= What to do =
Retype every record below character for character, leaving the pictures out of your copy.

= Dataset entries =
##########

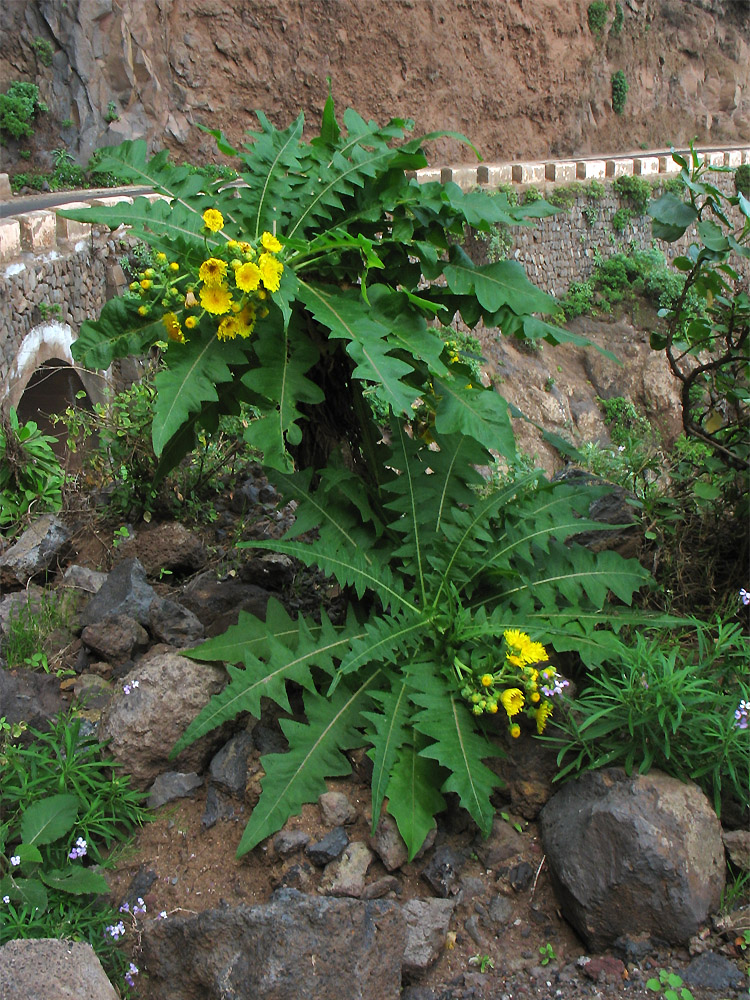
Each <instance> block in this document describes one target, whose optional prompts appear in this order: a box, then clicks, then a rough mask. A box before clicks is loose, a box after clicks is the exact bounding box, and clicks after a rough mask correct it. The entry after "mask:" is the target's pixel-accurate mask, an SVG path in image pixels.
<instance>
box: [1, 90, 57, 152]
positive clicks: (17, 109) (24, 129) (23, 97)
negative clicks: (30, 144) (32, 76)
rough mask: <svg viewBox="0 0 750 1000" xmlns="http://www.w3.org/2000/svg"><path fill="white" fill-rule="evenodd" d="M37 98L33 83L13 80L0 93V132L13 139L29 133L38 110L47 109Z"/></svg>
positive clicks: (36, 91) (38, 91)
mask: <svg viewBox="0 0 750 1000" xmlns="http://www.w3.org/2000/svg"><path fill="white" fill-rule="evenodd" d="M47 110H48V108H47V105H46V104H45V103H44V102H43V101H40V100H39V88H38V87H37V85H36V84H35V83H26V82H23V81H21V80H14V81H13V83H11V85H10V86H9V87H8V89H7V91H6V92H5V93H4V94H0V132H7V133H8V135H10V136H12V137H13V138H14V139H20V138H22V137H23V136H26V135H31V134H32V132H33V131H34V130H33V128H32V126H31V123H32V122H33V120H34V117H35V115H36V114H37V112H38V111H47Z"/></svg>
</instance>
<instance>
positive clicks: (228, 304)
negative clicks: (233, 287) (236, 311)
mask: <svg viewBox="0 0 750 1000" xmlns="http://www.w3.org/2000/svg"><path fill="white" fill-rule="evenodd" d="M200 294H201V305H202V306H203V308H204V309H205V310H206V312H210V313H213V314H214V315H216V316H221V315H223V313H227V312H229V310H230V309H231V308H232V293H231V292H230V291H229V289H228V288H227V286H226V285H204V286H203V288H201V293H200Z"/></svg>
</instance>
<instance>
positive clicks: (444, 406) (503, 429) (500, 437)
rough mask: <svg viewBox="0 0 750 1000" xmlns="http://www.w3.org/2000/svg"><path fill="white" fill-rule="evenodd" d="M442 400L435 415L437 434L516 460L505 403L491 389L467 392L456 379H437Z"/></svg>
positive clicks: (512, 434)
mask: <svg viewBox="0 0 750 1000" xmlns="http://www.w3.org/2000/svg"><path fill="white" fill-rule="evenodd" d="M434 385H435V393H436V395H437V396H438V397H439V399H438V406H437V411H436V414H435V429H436V431H437V432H438V434H441V435H442V434H464V435H466V436H467V437H471V438H474V439H475V440H476V441H479V443H480V444H482V445H484V446H485V448H494V449H495V450H496V451H499V452H500V454H501V455H504V456H505V457H506V458H508V459H514V458H515V457H516V441H515V437H514V435H513V428H512V426H511V423H510V417H509V416H508V404H507V402H506V400H505V399H504V398H503V397H502V396H500V395H498V393H496V392H493V391H492V390H491V389H476V388H473V387H472V388H471V389H467V388H466V387H465V386H463V385H461V384H460V383H457V382H456V380H455V379H451V380H450V381H448V380H445V381H444V380H443V379H439V378H437V377H436V378H435V379H434Z"/></svg>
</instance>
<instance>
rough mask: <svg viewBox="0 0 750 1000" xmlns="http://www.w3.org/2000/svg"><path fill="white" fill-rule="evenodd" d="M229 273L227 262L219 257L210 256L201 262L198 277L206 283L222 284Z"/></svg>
mask: <svg viewBox="0 0 750 1000" xmlns="http://www.w3.org/2000/svg"><path fill="white" fill-rule="evenodd" d="M226 273H227V262H226V261H225V260H219V258H218V257H209V258H208V260H204V261H203V263H202V264H201V268H200V271H198V277H199V278H200V279H201V281H202V282H203V284H204V285H220V284H221V283H222V281H223V280H224V278H225V276H226Z"/></svg>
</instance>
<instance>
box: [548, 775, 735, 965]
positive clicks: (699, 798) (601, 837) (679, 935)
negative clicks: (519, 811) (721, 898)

##########

= Answer to this problem =
Each <instance> block in this document describes one target, whose optional prompts appear in this order: a box, then clicks, then a rough mask. A box before clicks is loose, a box after clicks is the exact bounding box, and clicks after a rough mask correct it. The entry after "mask:" is the target's pixel-accurate mask, an SVG path in image pixels.
<instance>
box: [1, 90, 57, 152]
positive clicks: (17, 109) (24, 129) (23, 97)
negative clicks: (30, 144) (32, 76)
rough mask: <svg viewBox="0 0 750 1000" xmlns="http://www.w3.org/2000/svg"><path fill="white" fill-rule="evenodd" d="M37 98L33 83L13 80L0 93V132L13 139L29 133L38 110L47 109Z"/></svg>
positive clicks: (36, 91) (38, 91)
mask: <svg viewBox="0 0 750 1000" xmlns="http://www.w3.org/2000/svg"><path fill="white" fill-rule="evenodd" d="M47 110H48V108H47V105H46V104H45V103H44V102H43V101H40V100H39V88H38V87H37V85H36V84H35V83H26V82H23V81H21V80H14V81H13V83H11V85H10V86H9V87H8V89H7V91H6V92H5V93H4V94H0V132H7V133H8V135H10V136H12V137H13V138H14V139H20V138H22V137H23V136H26V135H31V134H32V132H33V131H34V130H33V128H32V126H31V123H32V122H33V120H34V117H35V115H36V114H37V112H38V111H47Z"/></svg>
</instance>
<instance>
positive clicks: (228, 304)
negative clicks: (233, 287) (236, 311)
mask: <svg viewBox="0 0 750 1000" xmlns="http://www.w3.org/2000/svg"><path fill="white" fill-rule="evenodd" d="M200 294H201V305H202V306H203V308H204V309H205V310H206V312H210V313H213V314H214V315H216V316H221V315H223V313H227V312H229V310H230V309H231V308H232V293H231V292H230V291H229V289H228V288H227V286H226V285H204V286H203V288H201V293H200Z"/></svg>
</instance>
<instance>
positive clicks: (444, 406) (503, 429) (500, 437)
rough mask: <svg viewBox="0 0 750 1000" xmlns="http://www.w3.org/2000/svg"><path fill="white" fill-rule="evenodd" d="M442 400L435 415L437 434L516 460L505 403L491 389L467 392L456 379H437Z"/></svg>
positive clicks: (512, 434)
mask: <svg viewBox="0 0 750 1000" xmlns="http://www.w3.org/2000/svg"><path fill="white" fill-rule="evenodd" d="M434 385H435V393H436V395H437V396H438V397H439V399H438V406H437V411H436V414H435V429H436V431H437V432H438V434H441V435H442V434H464V435H466V436H467V437H471V438H474V439H475V440H476V441H479V443H480V444H482V445H484V446H485V448H494V449H495V450H496V451H499V452H500V454H501V455H504V456H505V457H506V458H508V459H514V458H515V457H516V441H515V437H514V435H513V428H512V426H511V423H510V417H509V416H508V404H507V402H506V400H505V399H504V398H503V397H502V396H500V395H498V393H496V392H493V391H492V390H491V389H476V388H473V387H472V388H471V389H467V388H466V387H465V386H463V385H461V384H460V383H457V382H456V380H455V379H451V380H450V381H448V380H445V381H444V380H443V379H439V378H437V377H436V378H435V379H434Z"/></svg>
</instance>
<instance>
rough mask: <svg viewBox="0 0 750 1000" xmlns="http://www.w3.org/2000/svg"><path fill="white" fill-rule="evenodd" d="M229 273L227 262L219 257L210 256L201 262L198 277L206 283L222 284Z"/></svg>
mask: <svg viewBox="0 0 750 1000" xmlns="http://www.w3.org/2000/svg"><path fill="white" fill-rule="evenodd" d="M226 273H227V262H226V261H225V260H219V258H218V257H209V258H208V260H204V261H203V263H202V264H201V268H200V271H198V277H199V278H200V279H201V281H202V282H203V284H204V285H220V284H221V283H222V281H223V280H224V278H225V276H226Z"/></svg>
</instance>
<instance>
box: [548, 775, 735, 965]
positive clicks: (699, 798) (601, 837) (679, 935)
negative clicks: (519, 811) (721, 898)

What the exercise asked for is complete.